● Problem to work on: What follows is a set of entries. Give them again exactly, without the pictures.

● Data records:
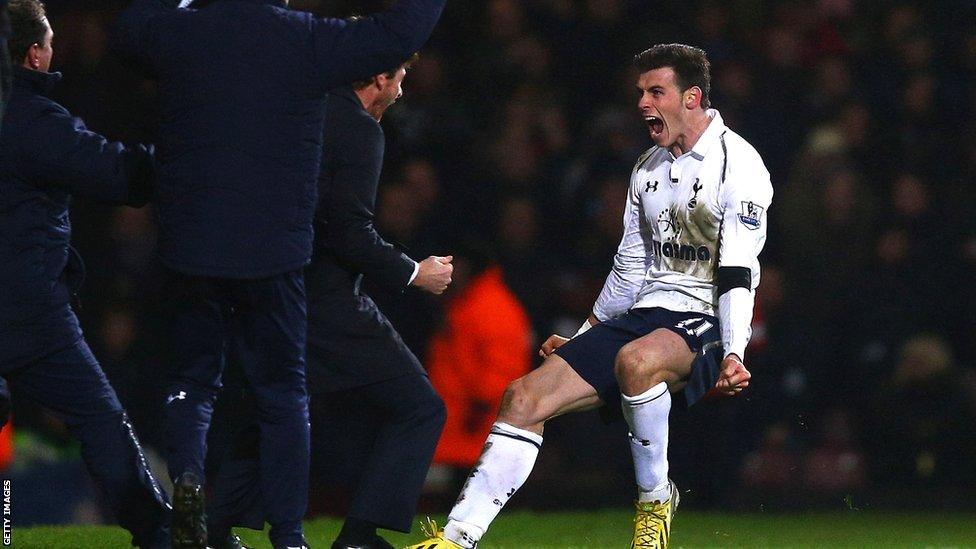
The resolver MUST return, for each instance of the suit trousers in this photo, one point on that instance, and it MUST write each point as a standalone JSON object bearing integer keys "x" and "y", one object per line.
{"x": 262, "y": 323}
{"x": 384, "y": 435}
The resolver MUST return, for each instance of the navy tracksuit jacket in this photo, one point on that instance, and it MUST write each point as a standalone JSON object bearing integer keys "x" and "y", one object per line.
{"x": 46, "y": 156}
{"x": 242, "y": 85}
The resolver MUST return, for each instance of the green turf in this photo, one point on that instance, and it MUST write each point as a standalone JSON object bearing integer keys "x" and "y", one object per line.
{"x": 611, "y": 529}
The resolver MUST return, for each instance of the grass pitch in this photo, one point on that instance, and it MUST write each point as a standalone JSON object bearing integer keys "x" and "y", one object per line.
{"x": 611, "y": 529}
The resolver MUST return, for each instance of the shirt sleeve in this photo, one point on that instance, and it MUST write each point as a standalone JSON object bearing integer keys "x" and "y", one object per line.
{"x": 745, "y": 197}
{"x": 629, "y": 264}
{"x": 346, "y": 51}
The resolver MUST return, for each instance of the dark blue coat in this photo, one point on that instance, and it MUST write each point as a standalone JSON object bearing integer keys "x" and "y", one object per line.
{"x": 46, "y": 155}
{"x": 350, "y": 342}
{"x": 243, "y": 86}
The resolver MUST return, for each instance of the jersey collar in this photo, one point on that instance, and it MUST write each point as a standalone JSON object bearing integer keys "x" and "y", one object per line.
{"x": 710, "y": 136}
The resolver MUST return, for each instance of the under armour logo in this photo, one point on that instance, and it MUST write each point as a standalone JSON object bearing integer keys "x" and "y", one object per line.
{"x": 694, "y": 199}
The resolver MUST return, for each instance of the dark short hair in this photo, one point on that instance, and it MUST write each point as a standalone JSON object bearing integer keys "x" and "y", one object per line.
{"x": 27, "y": 23}
{"x": 360, "y": 84}
{"x": 690, "y": 66}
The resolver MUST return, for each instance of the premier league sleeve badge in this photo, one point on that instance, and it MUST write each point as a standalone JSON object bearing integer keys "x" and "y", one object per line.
{"x": 751, "y": 215}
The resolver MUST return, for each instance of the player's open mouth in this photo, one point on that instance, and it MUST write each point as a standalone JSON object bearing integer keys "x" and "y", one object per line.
{"x": 655, "y": 124}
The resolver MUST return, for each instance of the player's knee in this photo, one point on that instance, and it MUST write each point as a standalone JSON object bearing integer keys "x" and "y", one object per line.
{"x": 636, "y": 369}
{"x": 519, "y": 405}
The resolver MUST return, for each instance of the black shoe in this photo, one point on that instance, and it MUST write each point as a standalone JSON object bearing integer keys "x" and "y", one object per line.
{"x": 304, "y": 545}
{"x": 376, "y": 543}
{"x": 189, "y": 528}
{"x": 232, "y": 541}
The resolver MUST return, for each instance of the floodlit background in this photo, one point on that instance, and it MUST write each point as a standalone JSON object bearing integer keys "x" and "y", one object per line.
{"x": 519, "y": 128}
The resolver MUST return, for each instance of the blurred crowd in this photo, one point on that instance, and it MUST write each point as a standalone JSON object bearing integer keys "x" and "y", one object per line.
{"x": 519, "y": 127}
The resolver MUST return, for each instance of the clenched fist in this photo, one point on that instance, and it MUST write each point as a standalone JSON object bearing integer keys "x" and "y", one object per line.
{"x": 554, "y": 342}
{"x": 434, "y": 274}
{"x": 734, "y": 377}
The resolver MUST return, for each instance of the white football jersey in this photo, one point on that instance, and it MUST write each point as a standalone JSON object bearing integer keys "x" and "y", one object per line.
{"x": 685, "y": 217}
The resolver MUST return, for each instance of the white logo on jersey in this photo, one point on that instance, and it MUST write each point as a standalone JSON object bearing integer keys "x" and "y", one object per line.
{"x": 750, "y": 215}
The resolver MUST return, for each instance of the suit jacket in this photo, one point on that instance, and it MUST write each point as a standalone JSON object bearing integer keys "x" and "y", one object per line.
{"x": 46, "y": 155}
{"x": 242, "y": 87}
{"x": 351, "y": 342}
{"x": 4, "y": 57}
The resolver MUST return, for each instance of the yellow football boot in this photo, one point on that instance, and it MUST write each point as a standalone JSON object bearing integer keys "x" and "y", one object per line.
{"x": 652, "y": 525}
{"x": 435, "y": 538}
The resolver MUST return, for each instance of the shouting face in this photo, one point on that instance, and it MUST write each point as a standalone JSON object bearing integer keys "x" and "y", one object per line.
{"x": 665, "y": 108}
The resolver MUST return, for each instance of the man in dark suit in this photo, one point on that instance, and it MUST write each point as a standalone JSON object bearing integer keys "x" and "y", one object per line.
{"x": 356, "y": 357}
{"x": 4, "y": 58}
{"x": 242, "y": 85}
{"x": 46, "y": 157}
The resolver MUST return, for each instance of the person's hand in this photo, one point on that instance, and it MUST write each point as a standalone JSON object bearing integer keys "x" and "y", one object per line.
{"x": 734, "y": 377}
{"x": 434, "y": 274}
{"x": 554, "y": 342}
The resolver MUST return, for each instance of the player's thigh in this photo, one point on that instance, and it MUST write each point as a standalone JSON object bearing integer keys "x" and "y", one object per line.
{"x": 661, "y": 355}
{"x": 550, "y": 390}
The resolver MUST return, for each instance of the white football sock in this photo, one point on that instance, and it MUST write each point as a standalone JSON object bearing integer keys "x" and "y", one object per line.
{"x": 505, "y": 464}
{"x": 647, "y": 417}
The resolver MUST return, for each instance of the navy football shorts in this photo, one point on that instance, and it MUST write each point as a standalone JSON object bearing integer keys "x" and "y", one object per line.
{"x": 593, "y": 353}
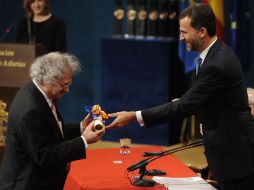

● Finished task:
The resolver MUST return, for each instance of the suit trousers in this photo, one point on that instance, and it MUST write each point as a standalone JSON object bearing integer keys "x" and "y", one object per line.
{"x": 262, "y": 323}
{"x": 384, "y": 435}
The resolver MUST return, for each instance of the navy tracksuit jacket in this photo, one point on that instance, and it MUST write each point as a standalone JSON object bearing integer keys "x" and "y", one object per line.
{"x": 46, "y": 156}
{"x": 242, "y": 85}
The resolver MUST return, for each instance of the green turf in this photo, one point on that instance, and it MUST write each point as a standalone JSON object bearing integer keys "x" and "y", one object per line.
{"x": 611, "y": 529}
The resolver MUST return, for each instance of the grass pitch in this photo, one point on that instance, and it MUST write each point as a standalone JSON object bearing integer keys "x" and "y", one object per line.
{"x": 611, "y": 529}
The resolver MUST return, for each instance of the shirt sleeve in this photo, one point on that instance, and it MUST write each point as a standalone JSON object bearing integer keys "x" and "y", one object per line.
{"x": 745, "y": 197}
{"x": 629, "y": 264}
{"x": 346, "y": 51}
The resolver MUST return, for each instance of the dark blue coat in this photo, one point on that instance, and it MUST write each point as a standalone JSON object bearing integer keys "x" and "y", one object per line.
{"x": 46, "y": 155}
{"x": 350, "y": 342}
{"x": 243, "y": 86}
The resolver MUST return, for each instance of the jersey collar in this photo, one point on that instance, and it MUST write each point as a standalone JSON object bearing integer keys "x" and "y", one object per line.
{"x": 710, "y": 136}
The resolver MUST return, for each instance of the under armour logo in this photo, one point on that instance, and it MUST write each point as a standalone JSON object bearing integer keys "x" and "y", one object per line.
{"x": 694, "y": 199}
The resolver MUST return, for each instance of the dark short hair in this photo, one point on that instance, and it MUST write each point as a standalone JSON object bearing integer keys "x" and "y", one object per line.
{"x": 27, "y": 23}
{"x": 360, "y": 84}
{"x": 690, "y": 66}
The resolver MUST return, for each instance of the premier league sleeve badge in this photo, one point on that instance, and it MUST write each point as a standalone JSON object bearing integer keys "x" and "y", one object per line.
{"x": 751, "y": 215}
The resolver MUST return, for each instance of the player's open mouth in this photo, one point on that instance, and it MUST write each point as a standalone JSON object bearing integer keys "x" and "y", one object per line.
{"x": 655, "y": 124}
The resolver MUST return, for each instance of the player's knee in this photo, one point on that instance, and it MUST write each point as a standalone JSON object bearing integer keys "x" and "y", one object per line.
{"x": 636, "y": 369}
{"x": 519, "y": 405}
The resolver MUST return, for each instance of the black shoe in this photo, one point on that instance, and it MUST write each point as a standalone JSON object bearing integer keys "x" and "y", one object per line.
{"x": 304, "y": 545}
{"x": 376, "y": 543}
{"x": 189, "y": 528}
{"x": 232, "y": 541}
The resolver MUST return, for each instance of the floodlit background in this photo, one point on that instance, and it MUST write each point as a standalone JSON object bearing integer keys "x" and "y", one object per line.
{"x": 519, "y": 128}
The resolver MUST return, for each instance of the blurred crowd in this photo, one point on that instance, and it MUST write each point as a standalone JSON object bearing integer keys "x" and "y", one object per line.
{"x": 519, "y": 127}
The resolver MUST return, for each instance of the clenched fist in this photo, one point on that instance, and it MUST write each point as a standalone JSON object bearing integer keys "x" and "y", one object per line.
{"x": 554, "y": 342}
{"x": 434, "y": 274}
{"x": 734, "y": 377}
The resolver MUST return, for each instance of the white football jersey in this photo, one point on that instance, and it MUST write each point as a standalone JSON object bearing integer keys "x" and "y", one object per line.
{"x": 685, "y": 217}
The resolver MUST return, for each instance of the white logo on jersey in this photo, one point on that instance, and it MUST write each point as a standalone JSON object bearing integer keys "x" and "y", one object per line.
{"x": 750, "y": 215}
The resolver MUST return, for each instance of the suit jacket in this photo, one point on that instance, and it MUST write each point as a standalone JSON object bearing integer keys "x" and "y", one object per line.
{"x": 46, "y": 155}
{"x": 242, "y": 87}
{"x": 351, "y": 342}
{"x": 4, "y": 57}
The resolver MUST return, for each instance of the yellow football boot in this photo, one point on that instance, and it MUST write each point as a standalone JSON object bearing integer keys "x" and "y", one object per line.
{"x": 652, "y": 525}
{"x": 435, "y": 538}
The resolver MUST return, for each instance of the shouting face in this photo, one point on that instance, and it MUST write each point as a standalone JSON object bearing integer keys "x" and "y", one object per line.
{"x": 665, "y": 108}
The resolver MUST return, for each instance of the man in dark suit in this photo, one point on that instance, and it MUST write each point as a standalone JSON object bearing integer keys "x" and "y", one object per line.
{"x": 356, "y": 357}
{"x": 4, "y": 58}
{"x": 242, "y": 85}
{"x": 46, "y": 157}
The resolver MUST return, for each instance of the person's hand in this photo, one point on that instance, and it MUST write each point as a standalone JSON object bearing integer keys "x" and "y", one object per line.
{"x": 734, "y": 377}
{"x": 434, "y": 274}
{"x": 554, "y": 342}
The resolver MUST return, for each instance of the player's thigh in this photo, one point on that instance, and it MUST write each point as a standalone JSON object bearing integer keys "x" and "y", one object per line.
{"x": 661, "y": 355}
{"x": 550, "y": 390}
The resolver MUST return, for each instance of the white football sock in this photo, one point on that instance, and it MUST write each point as a standalone JSON object bearing integer keys "x" and "y", one object per line.
{"x": 505, "y": 464}
{"x": 647, "y": 417}
The resolver MUST return, for each instance of the navy football shorts in this photo, one point on that instance, and it MUST write each point as a standalone JSON object bearing integer keys "x" and "y", one object per line.
{"x": 593, "y": 353}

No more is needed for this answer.